**Exercise A:**
Translate this sentence from the flavonolignan text into Spanish: "Hydnowightin can be isolated from Hydnocarpus wightianus seeds."
**Exercise B:**
Reproduce word for word the part of the flavonolignan text from "Scutellaprostin A, B, C, D, E" to "of Hyparrhenia hirta.".

= Flavonolignan =

Flavonolignans are natural phenols composed of a part flavonoid and a part phenylpropane.

==Examples==

Silibinin

Flavonolignans identified in Silybum marianum (milk thistle) silymarin complex include silibinin, silychristin, silydianin, dehydrosilybin, deoxysilycistin, deoxysilydianin, silandrin, silybinome, silyhermin and neosilyhermin and can be produced in vitro. Silibinin is found in the roots of S. marianum while silyamandin can be found in the fruit.

Hydnocarpin can be found naturally in Onopordon corymbosum and can be synthesised.

Scutellaprostin A, B, C, D, E and F can be isolated from Scutellaria prostrata and can also be synthesized.

Hydnowightin can be isolated from Hydnocarpus wightianus seeds.

Three flavonolignans derived from the flavone tricin have been isolated from the herb Avena sativa.

Palstatin has been isolated from the Amazon tree Hymeneae palustris.

Salcolin A and salcolin B can be found in Salsola collina.

Rhodiolin, the product of the oxidative coupling of coniferyl alcohol with the 7,8-dihydroxy grouping of the flavonol herbacetin, can be found in the rhizome of Rhodiola rosea.

==Glycosides==
The flavonolignans tricin 4'-O-(erythro-beta-guaiacylglyceryl) ether and tricin 4'-O-(threo-beta-guaiacylglyceryl) ether can be isolated together with their 7-O-glucosides in the leaves of Hyparrhenia hirta.

== Research ==
Research in 2022, concluded that flavonolignans "reduce the virulence of antibiotic-resistant bacterial strains".

[Extracted data entries]
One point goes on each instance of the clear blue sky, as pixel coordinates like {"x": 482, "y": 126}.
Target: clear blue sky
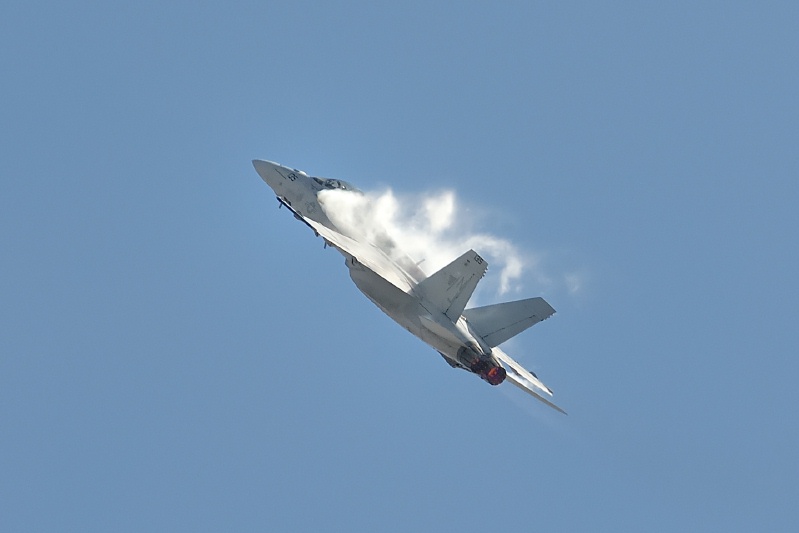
{"x": 178, "y": 355}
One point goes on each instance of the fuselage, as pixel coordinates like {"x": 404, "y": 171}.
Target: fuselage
{"x": 398, "y": 298}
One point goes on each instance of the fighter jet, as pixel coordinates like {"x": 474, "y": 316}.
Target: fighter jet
{"x": 433, "y": 307}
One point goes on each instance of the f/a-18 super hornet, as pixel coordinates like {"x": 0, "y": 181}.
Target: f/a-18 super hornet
{"x": 431, "y": 307}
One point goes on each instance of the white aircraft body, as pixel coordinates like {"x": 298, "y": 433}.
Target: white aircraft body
{"x": 433, "y": 307}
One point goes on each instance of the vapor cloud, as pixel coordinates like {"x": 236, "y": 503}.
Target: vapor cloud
{"x": 433, "y": 230}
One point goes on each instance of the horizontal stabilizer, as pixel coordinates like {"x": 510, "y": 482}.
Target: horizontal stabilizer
{"x": 499, "y": 322}
{"x": 524, "y": 379}
{"x": 519, "y": 383}
{"x": 450, "y": 288}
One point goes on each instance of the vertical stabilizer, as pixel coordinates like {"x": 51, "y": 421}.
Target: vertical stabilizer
{"x": 499, "y": 322}
{"x": 450, "y": 288}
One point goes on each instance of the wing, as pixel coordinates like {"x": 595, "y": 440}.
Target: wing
{"x": 524, "y": 379}
{"x": 366, "y": 254}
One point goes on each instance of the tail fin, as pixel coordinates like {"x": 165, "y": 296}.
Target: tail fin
{"x": 451, "y": 287}
{"x": 499, "y": 322}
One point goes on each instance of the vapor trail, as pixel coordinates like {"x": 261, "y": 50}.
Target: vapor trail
{"x": 431, "y": 229}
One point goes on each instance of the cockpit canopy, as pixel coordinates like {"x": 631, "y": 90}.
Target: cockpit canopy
{"x": 336, "y": 184}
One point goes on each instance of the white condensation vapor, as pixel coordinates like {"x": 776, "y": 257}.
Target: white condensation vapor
{"x": 432, "y": 230}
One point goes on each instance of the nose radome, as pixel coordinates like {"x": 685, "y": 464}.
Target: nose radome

**Response area A:**
La hidnowightina puede aislarse de las semillas de Hydnocarpus wightianus.

**Response area B:**
Scutellaprostin A, B, C, D, E and F can be isolated from Scutellaria prostrata and can also be synthesized.

Hydnowightin can be isolated from Hydnocarpus wightianus seeds.

Three flavonolignans derived from the flavone tricin have been isolated from the herb Avena sativa.

Palstatin has been isolated from the Amazon tree Hymeneae palustris.

Salcolin A and salcolin B can be found in Salsola collina.

Rhodiolin, the product of the oxidative coupling of coniferyl alcohol with the 7,8-dihydroxy grouping of the flavonol herbacetin, can be found in the rhizome of Rhodiola rosea.

==Glycosides==
The flavonolignans tricin 4'-O-(erythro-beta-guaiacylglyceryl) ether and tricin 4'-O-(threo-beta-guaiacylglyceryl) ether can be isolated together with their 7-O-glucosides in the leaves of Hyparrhenia hirta.